▶ [Your instructions]
The entries contain pictures, which should not appear in the copy; everything else must be reproduced exactly.

** Opening Records provided block **

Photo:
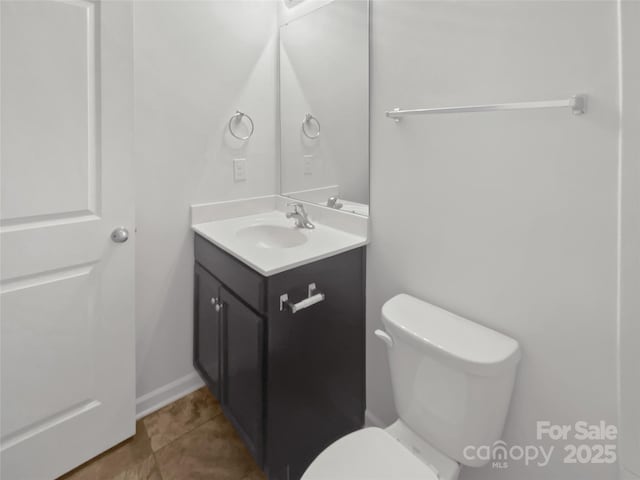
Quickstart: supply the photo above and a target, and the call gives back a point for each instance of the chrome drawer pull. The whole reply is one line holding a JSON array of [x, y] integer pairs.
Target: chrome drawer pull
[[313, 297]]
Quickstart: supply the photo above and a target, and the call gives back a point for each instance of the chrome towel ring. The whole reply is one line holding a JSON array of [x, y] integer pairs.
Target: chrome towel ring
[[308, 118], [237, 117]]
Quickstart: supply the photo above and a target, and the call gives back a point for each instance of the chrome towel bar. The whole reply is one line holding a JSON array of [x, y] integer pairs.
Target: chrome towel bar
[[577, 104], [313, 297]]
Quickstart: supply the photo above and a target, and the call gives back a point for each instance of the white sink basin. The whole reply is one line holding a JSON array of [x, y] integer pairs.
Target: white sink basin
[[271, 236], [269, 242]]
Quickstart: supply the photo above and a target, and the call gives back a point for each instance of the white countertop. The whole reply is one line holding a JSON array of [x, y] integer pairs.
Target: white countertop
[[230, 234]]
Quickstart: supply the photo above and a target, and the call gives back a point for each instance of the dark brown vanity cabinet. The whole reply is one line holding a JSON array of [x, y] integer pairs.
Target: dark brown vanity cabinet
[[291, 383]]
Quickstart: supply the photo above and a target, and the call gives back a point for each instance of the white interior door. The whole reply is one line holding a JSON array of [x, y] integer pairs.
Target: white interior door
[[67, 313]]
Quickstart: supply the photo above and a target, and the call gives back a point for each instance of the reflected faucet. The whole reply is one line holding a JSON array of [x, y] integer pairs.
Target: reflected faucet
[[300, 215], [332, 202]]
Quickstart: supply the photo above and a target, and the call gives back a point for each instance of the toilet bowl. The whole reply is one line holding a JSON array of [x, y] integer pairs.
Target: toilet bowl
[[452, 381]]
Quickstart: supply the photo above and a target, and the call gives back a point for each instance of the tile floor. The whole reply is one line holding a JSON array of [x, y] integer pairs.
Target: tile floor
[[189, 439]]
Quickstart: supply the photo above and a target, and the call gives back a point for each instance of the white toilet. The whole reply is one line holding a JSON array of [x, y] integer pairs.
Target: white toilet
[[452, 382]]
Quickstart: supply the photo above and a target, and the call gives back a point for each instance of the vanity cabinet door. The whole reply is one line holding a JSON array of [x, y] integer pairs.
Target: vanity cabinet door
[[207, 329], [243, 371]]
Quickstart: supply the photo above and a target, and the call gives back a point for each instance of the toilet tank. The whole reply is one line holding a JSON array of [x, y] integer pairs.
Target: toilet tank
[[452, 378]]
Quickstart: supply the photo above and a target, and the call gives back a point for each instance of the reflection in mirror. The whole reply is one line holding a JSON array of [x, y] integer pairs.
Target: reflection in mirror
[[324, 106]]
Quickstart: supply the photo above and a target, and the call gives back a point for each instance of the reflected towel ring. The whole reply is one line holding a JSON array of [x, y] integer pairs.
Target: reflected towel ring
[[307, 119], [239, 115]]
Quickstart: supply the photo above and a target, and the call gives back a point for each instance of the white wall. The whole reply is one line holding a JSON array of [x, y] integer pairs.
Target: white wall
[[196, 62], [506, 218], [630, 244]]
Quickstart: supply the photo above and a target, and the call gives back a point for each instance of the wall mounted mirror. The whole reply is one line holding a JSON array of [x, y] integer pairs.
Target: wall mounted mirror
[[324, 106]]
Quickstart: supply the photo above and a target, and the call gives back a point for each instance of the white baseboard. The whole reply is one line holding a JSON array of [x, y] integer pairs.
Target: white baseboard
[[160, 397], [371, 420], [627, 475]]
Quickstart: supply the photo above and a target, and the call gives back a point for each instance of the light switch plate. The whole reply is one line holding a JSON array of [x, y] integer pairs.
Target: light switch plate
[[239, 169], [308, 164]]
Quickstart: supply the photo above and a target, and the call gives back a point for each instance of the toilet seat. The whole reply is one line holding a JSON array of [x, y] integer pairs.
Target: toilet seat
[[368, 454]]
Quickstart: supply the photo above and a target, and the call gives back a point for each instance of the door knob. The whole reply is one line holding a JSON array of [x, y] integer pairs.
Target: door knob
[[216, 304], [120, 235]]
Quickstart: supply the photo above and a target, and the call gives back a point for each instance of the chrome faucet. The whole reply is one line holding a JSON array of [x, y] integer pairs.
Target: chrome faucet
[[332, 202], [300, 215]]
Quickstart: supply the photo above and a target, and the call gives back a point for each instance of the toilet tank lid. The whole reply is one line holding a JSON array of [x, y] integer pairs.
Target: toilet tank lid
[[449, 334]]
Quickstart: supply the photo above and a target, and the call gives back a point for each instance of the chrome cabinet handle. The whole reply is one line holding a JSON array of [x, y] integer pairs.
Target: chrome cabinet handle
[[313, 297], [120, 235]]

** Closing Records provided block **

▶ [Exercise solution]
Photo:
Quickstart: supply the photo above and a target, and the call gives back a point for each instance of the chrome drawer pull. The whole reply is one line holding a JSON array of [x, y] integer pairs.
Target: chrome drawer pull
[[313, 297]]
Quickstart: supply the photo above and a target, and the call gives back a point for each instance of the chrome towel ring. The whole reply is one line holding a JSON array of [x, y] integer pairs.
Target: chrome towel ring
[[308, 118], [237, 117]]
Quickstart: supply the photo above and a target, and the call gives back a point for each instance of the chrome towel bar. The whole reply is one line holding a JSON array of [x, y] integer pairs.
Target: chrome towel bar
[[577, 104], [313, 297]]
Quickstart: supply the photo above and a target, and the call gives back a point for each instance of the white sink basin. The whole reply is one line holding a JSON array of [x, y] integer pairs.
Target: white sink basin
[[271, 236], [269, 242]]
Quickstart: supply the photo above and a target, and the call gives back a point for each instance of the white countertop. The whole reply is one line holding a JSON array of [x, y] integer pairs.
Target: white countertop
[[230, 234]]
Quickstart: supply the photo above and a target, and the call gives back a point for each instance of the dark brown vanity cabinet. The whole reply is one line holding a JSON array of [x, y] integer pairs.
Target: dark brown vanity cabinet
[[291, 383]]
Quickstart: supply the photo above and a target, and the call gives back a point for each instance of the white interior door. The whole reply is one line holding a JSON array of [x, y] integer pairs.
Target: white interior door
[[67, 313]]
Quickstart: supply the photo above and a target, and the call gives back a point for each instance of the reflected faucet. The whole reply is one line holding a JSON array of [x, y] integer pairs.
Target: reflected faucet
[[300, 215], [332, 202]]
Quickstart: supply the photo above and a target, and the call gives back a point for each instance of the toilet bowl. The whole reply is one line holding a JSON array of [x, y] integer pairs.
Target: toilet bowl
[[452, 381]]
Quickstart: supply the photo above and a target, and the call gives back a point for each instance of the tile floor. The whole reply is one line holding a JSON array of [x, y] integer pairs.
Target: tile floor
[[189, 439]]
Quickstart: supply the photo above and a target, and the call gives back a point for each instance of the white toilet. The whole reply is one line holding a JSON array of [x, y] integer pairs.
Target: white toilet
[[452, 382]]
Quickstart: supply the photo above and a target, and the call gives back a point for each instance of the vanity cabinet door. The whole reply is one line holding a JSON array of [x, y] integer pairs.
Target: vanity cabinet door
[[207, 329], [243, 371]]
Quickstart: supply the photo above and a target, and the call gives back a point for each instance of the toilet tank. The whole reply is one line holding a JSON array of [x, y] integer pairs.
Target: toilet tank
[[452, 378]]
Quickstart: supply the photo above and a target, and the call gives back a point for each instance of the reflection in mirror. The whole reply is one line holding a JSON array of [x, y] integer pairs.
Target: reflection in mirror
[[324, 106]]
Quickstart: supply the photo above and a target, and the call gives back a point for each instance of the reflected towel ring. The whole reply is one line holding a JSON array of [x, y] integer pairs.
Target: reflected towel ring
[[307, 119], [239, 115]]
Quickstart: supply the photo above and a target, and the call gives back a point for each instance of the white wall. The whole reply is one line holding a JSON array of [x, y] integer pairs.
Target: white wall
[[196, 62], [506, 218], [630, 244]]
Quickstart: supply the photo above and a target, and the call gives back a point for each instance of the wall mounted mirror. The whole reply is one line holding a JSON array of [x, y] integer pairs.
Target: wall mounted mirror
[[324, 106]]
Quickstart: supply the photo above and a target, and the call gives back a point for each instance of the white baseboard. The whole reply is one line holding a JSON array of [x, y] integer pairs.
Target: white baseboard
[[160, 397], [371, 420], [627, 475]]
Quickstart: supply the photo above and a target, and the call gives back a point for each instance of the light switch plate. The whole reply is one line holding a JSON array of [x, y] integer pairs.
Target: light switch plate
[[239, 169], [308, 164]]
Quickstart: supply the photo above and a target, and the call gives back a point for each instance of the toilet seat. The whole reply is one line holding a JSON array of [x, y] integer pairs.
Target: toilet seat
[[368, 454]]
Quickstart: supply the photo above and a target, and the call gives back a point for each instance of the door knob. The whole reply is one line holding a JSON array of [x, y] integer pairs.
Target: door knob
[[216, 304], [120, 235]]
Quickstart: supply the photo above and a target, and the call gives back a point for each instance of the chrome faucet. The whole reply is one line holding a JSON array of [x, y] integer pairs.
Target: chrome faucet
[[332, 202], [300, 215]]
Quickstart: supply the photo above and a target, and the call gives back a point for each instance of the toilet tank lid. The whole reply is one line holding a JSON array of [x, y] integer pairs.
Target: toilet tank lid
[[449, 334]]
Quickstart: supply the photo above and a target, and the call gives back a point for each instance of the chrome cabinet handle. The whole reply is one line holding a JSON array of [x, y] integer pairs.
Target: chrome cabinet handle
[[313, 297], [120, 235]]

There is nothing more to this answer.